**THE TASK**
Reproduce every line of the material below, changing nothing.

Start of ROWS

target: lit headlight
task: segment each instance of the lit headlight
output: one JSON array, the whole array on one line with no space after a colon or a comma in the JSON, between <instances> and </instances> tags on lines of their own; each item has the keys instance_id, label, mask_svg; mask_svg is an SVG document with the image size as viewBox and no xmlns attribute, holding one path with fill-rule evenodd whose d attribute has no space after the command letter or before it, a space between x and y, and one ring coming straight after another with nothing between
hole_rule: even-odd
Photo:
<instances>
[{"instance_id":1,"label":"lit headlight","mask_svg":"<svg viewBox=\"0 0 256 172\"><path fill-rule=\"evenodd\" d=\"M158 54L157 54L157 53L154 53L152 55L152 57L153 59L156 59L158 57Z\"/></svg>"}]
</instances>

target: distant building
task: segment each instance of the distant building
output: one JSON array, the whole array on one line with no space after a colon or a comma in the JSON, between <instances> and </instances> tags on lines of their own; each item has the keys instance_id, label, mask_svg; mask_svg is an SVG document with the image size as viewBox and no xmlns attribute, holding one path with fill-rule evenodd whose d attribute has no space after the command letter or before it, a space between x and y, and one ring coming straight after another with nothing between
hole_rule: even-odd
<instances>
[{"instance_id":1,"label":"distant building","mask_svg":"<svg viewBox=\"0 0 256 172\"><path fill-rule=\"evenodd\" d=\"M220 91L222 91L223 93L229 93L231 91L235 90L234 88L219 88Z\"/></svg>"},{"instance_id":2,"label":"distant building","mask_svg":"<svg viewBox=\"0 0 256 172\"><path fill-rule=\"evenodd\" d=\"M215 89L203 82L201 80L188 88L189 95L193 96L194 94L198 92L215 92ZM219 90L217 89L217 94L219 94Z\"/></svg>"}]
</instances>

End of ROWS

**OUTPUT FOR THIS EXERCISE**
target: lit headlight
task: segment each instance of the lit headlight
output: one JSON array, the whole array on one line with no space after a colon or a comma in the JSON, between <instances> and </instances> tags on lines of their own; each item has the keys instance_id, label, mask_svg; mask_svg is an SVG document with the image size as viewBox and no xmlns attribute, holding one path with fill-rule evenodd whose d attribute has no space after the command letter or before it, a space between x and y, and one ring coming straight after another with nothing between
hole_rule: even-odd
Photo:
<instances>
[{"instance_id":1,"label":"lit headlight","mask_svg":"<svg viewBox=\"0 0 256 172\"><path fill-rule=\"evenodd\" d=\"M158 54L157 54L157 53L154 53L152 55L152 57L153 59L156 59L158 57Z\"/></svg>"}]
</instances>

target: distant building
task: segment each instance of the distant building
output: one JSON array, the whole array on one line with no space after a colon or a comma in the JSON, between <instances> and </instances> tags on lines of their own; each item has the keys instance_id, label, mask_svg; mask_svg is an SVG document with the image size as viewBox and no xmlns attribute, holding one path with fill-rule evenodd whose d attribute has no space after the command letter or before it, a space between x and y, and one ring coming straight after another with nothing between
hole_rule: even-odd
<instances>
[{"instance_id":1,"label":"distant building","mask_svg":"<svg viewBox=\"0 0 256 172\"><path fill-rule=\"evenodd\" d=\"M220 91L222 91L223 93L229 93L231 91L235 90L234 88L219 88Z\"/></svg>"},{"instance_id":2,"label":"distant building","mask_svg":"<svg viewBox=\"0 0 256 172\"><path fill-rule=\"evenodd\" d=\"M215 89L203 82L201 80L188 88L189 95L193 96L194 94L198 92L215 92ZM219 90L217 89L217 94L219 94Z\"/></svg>"}]
</instances>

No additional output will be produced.